■ **Instructions for the task**: When you reach a picture, skip it, and retype every line below exactly.

(Data section Opens)

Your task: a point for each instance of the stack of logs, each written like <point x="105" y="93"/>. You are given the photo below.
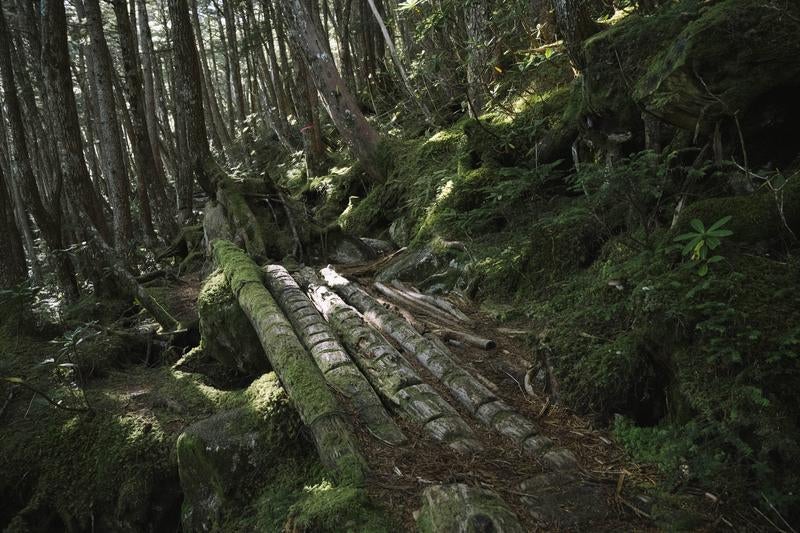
<point x="318" y="328"/>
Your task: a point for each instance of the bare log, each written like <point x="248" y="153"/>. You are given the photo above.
<point x="470" y="391"/>
<point x="333" y="361"/>
<point x="436" y="301"/>
<point x="387" y="370"/>
<point x="466" y="338"/>
<point x="461" y="508"/>
<point x="317" y="406"/>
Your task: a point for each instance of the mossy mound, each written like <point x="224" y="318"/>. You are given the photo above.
<point x="225" y="332"/>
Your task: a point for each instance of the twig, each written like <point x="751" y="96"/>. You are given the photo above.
<point x="45" y="396"/>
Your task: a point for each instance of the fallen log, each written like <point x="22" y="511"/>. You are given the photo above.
<point x="314" y="401"/>
<point x="470" y="391"/>
<point x="334" y="362"/>
<point x="387" y="370"/>
<point x="436" y="301"/>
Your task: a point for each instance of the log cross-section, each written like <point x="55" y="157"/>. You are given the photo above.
<point x="387" y="370"/>
<point x="315" y="402"/>
<point x="333" y="361"/>
<point x="468" y="389"/>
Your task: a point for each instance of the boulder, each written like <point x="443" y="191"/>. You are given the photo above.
<point x="464" y="509"/>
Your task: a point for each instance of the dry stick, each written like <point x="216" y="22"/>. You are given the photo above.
<point x="334" y="362"/>
<point x="470" y="391"/>
<point x="436" y="301"/>
<point x="388" y="371"/>
<point x="422" y="307"/>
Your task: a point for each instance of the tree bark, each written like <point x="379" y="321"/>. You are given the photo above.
<point x="333" y="361"/>
<point x="340" y="104"/>
<point x="58" y="82"/>
<point x="13" y="269"/>
<point x="149" y="190"/>
<point x="317" y="406"/>
<point x="189" y="106"/>
<point x="482" y="403"/>
<point x="49" y="221"/>
<point x="575" y="25"/>
<point x="111" y="149"/>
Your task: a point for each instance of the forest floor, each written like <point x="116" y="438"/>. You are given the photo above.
<point x="611" y="492"/>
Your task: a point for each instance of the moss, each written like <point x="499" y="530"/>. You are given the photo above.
<point x="756" y="217"/>
<point x="226" y="334"/>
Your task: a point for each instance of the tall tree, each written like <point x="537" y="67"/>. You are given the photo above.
<point x="111" y="148"/>
<point x="195" y="153"/>
<point x="343" y="109"/>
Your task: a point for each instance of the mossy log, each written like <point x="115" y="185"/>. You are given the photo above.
<point x="388" y="371"/>
<point x="333" y="361"/>
<point x="317" y="406"/>
<point x="468" y="389"/>
<point x="462" y="508"/>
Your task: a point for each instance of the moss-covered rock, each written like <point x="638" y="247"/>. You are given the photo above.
<point x="466" y="509"/>
<point x="226" y="334"/>
<point x="221" y="459"/>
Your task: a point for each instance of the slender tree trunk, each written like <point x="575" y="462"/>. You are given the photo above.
<point x="189" y="105"/>
<point x="211" y="93"/>
<point x="477" y="22"/>
<point x="111" y="149"/>
<point x="233" y="50"/>
<point x="340" y="104"/>
<point x="48" y="221"/>
<point x="13" y="269"/>
<point x="146" y="44"/>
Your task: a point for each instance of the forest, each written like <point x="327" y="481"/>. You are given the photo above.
<point x="399" y="265"/>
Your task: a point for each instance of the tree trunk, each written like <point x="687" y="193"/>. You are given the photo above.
<point x="111" y="149"/>
<point x="233" y="51"/>
<point x="482" y="403"/>
<point x="388" y="371"/>
<point x="316" y="404"/>
<point x="189" y="105"/>
<point x="340" y="104"/>
<point x="575" y="25"/>
<point x="477" y="22"/>
<point x="49" y="221"/>
<point x="211" y="93"/>
<point x="149" y="190"/>
<point x="146" y="44"/>
<point x="333" y="361"/>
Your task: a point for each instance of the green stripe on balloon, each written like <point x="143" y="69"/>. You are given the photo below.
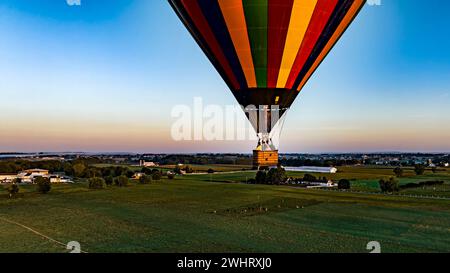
<point x="256" y="15"/>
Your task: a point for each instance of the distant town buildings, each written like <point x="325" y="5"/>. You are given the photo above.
<point x="143" y="163"/>
<point x="28" y="176"/>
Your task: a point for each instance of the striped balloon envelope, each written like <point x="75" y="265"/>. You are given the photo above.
<point x="266" y="50"/>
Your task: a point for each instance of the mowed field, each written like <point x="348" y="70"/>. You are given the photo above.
<point x="207" y="213"/>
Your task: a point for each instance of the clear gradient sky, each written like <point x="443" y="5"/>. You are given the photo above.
<point x="104" y="76"/>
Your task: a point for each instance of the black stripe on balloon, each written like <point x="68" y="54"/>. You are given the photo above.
<point x="213" y="14"/>
<point x="336" y="18"/>
<point x="190" y="25"/>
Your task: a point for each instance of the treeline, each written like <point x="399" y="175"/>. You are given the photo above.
<point x="15" y="166"/>
<point x="205" y="159"/>
<point x="421" y="184"/>
<point x="317" y="162"/>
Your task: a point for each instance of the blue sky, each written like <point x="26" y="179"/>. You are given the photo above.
<point x="104" y="76"/>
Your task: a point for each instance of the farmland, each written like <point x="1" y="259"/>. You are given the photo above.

(Data section Closes)

■ **Written answer**:
Your task: a point for each instance of the stack of logs, each written like <point x="105" y="93"/>. You are given the photo below.
<point x="318" y="328"/>
Your task: a point for each instance of the bare log, each written like <point x="248" y="153"/>. You are given the photo above.
<point x="470" y="391"/>
<point x="333" y="361"/>
<point x="436" y="301"/>
<point x="387" y="370"/>
<point x="466" y="338"/>
<point x="461" y="508"/>
<point x="317" y="406"/>
Your task: a point for each instance of the mossy mound, each written like <point x="224" y="318"/>. You are given the photo above.
<point x="225" y="332"/>
Your task: a point for each instance of the twig, each written like <point x="751" y="96"/>. You are given the photo above.
<point x="45" y="396"/>
Your task: a point for each instance of the fallen log, each written like <point x="22" y="511"/>. You are given the photo above.
<point x="314" y="401"/>
<point x="470" y="391"/>
<point x="334" y="362"/>
<point x="387" y="370"/>
<point x="436" y="301"/>
Your task: a point for each instance of the log cross-section, each written like <point x="55" y="157"/>. You are given the photo above.
<point x="387" y="370"/>
<point x="315" y="402"/>
<point x="333" y="361"/>
<point x="468" y="389"/>
Your task: a point for each instance of the boulder, each written like <point x="443" y="191"/>. You are given the photo above.
<point x="464" y="509"/>
Your task: a point for each instance of the dry stick, each written like <point x="216" y="22"/>. You are given the photo above.
<point x="334" y="362"/>
<point x="470" y="391"/>
<point x="436" y="301"/>
<point x="388" y="371"/>
<point x="422" y="307"/>
Your task: a point for each instance of the tree bark, each written like <point x="379" y="321"/>. You are given the photo above.
<point x="333" y="361"/>
<point x="340" y="104"/>
<point x="58" y="82"/>
<point x="13" y="269"/>
<point x="149" y="190"/>
<point x="317" y="406"/>
<point x="189" y="106"/>
<point x="482" y="403"/>
<point x="49" y="221"/>
<point x="575" y="25"/>
<point x="111" y="149"/>
Your task: a point for each instance of the forest floor, each written like <point x="116" y="438"/>. You are given the photo above.
<point x="611" y="492"/>
Your task: a point for each instance of the moss, each written like <point x="499" y="530"/>. You are given the photo above.
<point x="756" y="217"/>
<point x="226" y="334"/>
Your task: a point for each instance of the tall tree, each written like <point x="537" y="67"/>. You are given the photo above.
<point x="111" y="148"/>
<point x="195" y="153"/>
<point x="343" y="109"/>
Your task: a point for each instance of the mossy log, each written like <point x="115" y="185"/>. You are given the photo above.
<point x="388" y="371"/>
<point x="333" y="361"/>
<point x="317" y="406"/>
<point x="468" y="389"/>
<point x="462" y="508"/>
Your task: a point for each instance of the moss-covered rock, each written like <point x="638" y="247"/>. You are given the photo above.
<point x="466" y="509"/>
<point x="226" y="334"/>
<point x="221" y="459"/>
Your task: a point for each instance of the slender tree trunk, each written like <point x="575" y="462"/>. You are given the photo above.
<point x="189" y="105"/>
<point x="211" y="93"/>
<point x="477" y="22"/>
<point x="111" y="149"/>
<point x="233" y="50"/>
<point x="340" y="104"/>
<point x="48" y="221"/>
<point x="13" y="269"/>
<point x="146" y="44"/>
Your task: a point for each instance of the forest, each written like <point x="327" y="481"/>. You are given the photo above.
<point x="399" y="265"/>
Your task: a point for each instance of the tree trunk, each written like <point x="687" y="193"/>. You are given the photo above.
<point x="111" y="149"/>
<point x="233" y="51"/>
<point x="482" y="403"/>
<point x="388" y="371"/>
<point x="316" y="404"/>
<point x="189" y="105"/>
<point x="340" y="104"/>
<point x="575" y="25"/>
<point x="477" y="22"/>
<point x="49" y="221"/>
<point x="211" y="93"/>
<point x="149" y="190"/>
<point x="146" y="44"/>
<point x="333" y="361"/>
Your task: a point for each instance of the green stripe on balloon, each written like <point x="143" y="69"/>. You are given the photo below.
<point x="256" y="15"/>
Your task: a point for each instance of the distant town buildings, each written like <point x="325" y="5"/>. You are given the photo above.
<point x="143" y="163"/>
<point x="28" y="176"/>
Your task: a point for each instance of the striped balloon envelope, each written like <point x="75" y="265"/>. You are given the photo above.
<point x="266" y="50"/>
Your task: a point for each instance of the mowed field, each written like <point x="348" y="70"/>. You are given the photo above.
<point x="207" y="213"/>
Your task: a point for each instance of the clear gradient sky, each written like <point x="443" y="5"/>. You are given the photo above.
<point x="104" y="76"/>
Your task: a point for each instance of the black stripe on balloon, each written like <point x="68" y="54"/>. You are given the photo above.
<point x="213" y="14"/>
<point x="336" y="18"/>
<point x="190" y="25"/>
Your task: a point for each instance of the treeline, each written like <point x="399" y="175"/>. You are given the photo above.
<point x="15" y="166"/>
<point x="205" y="159"/>
<point x="421" y="184"/>
<point x="317" y="162"/>
Your task: a point for each instance of the blue sky, each written like <point x="26" y="179"/>. You are given the photo above.
<point x="104" y="76"/>
Your task: a point for each instance of the farmland, each written like <point x="1" y="259"/>. You are given the photo above.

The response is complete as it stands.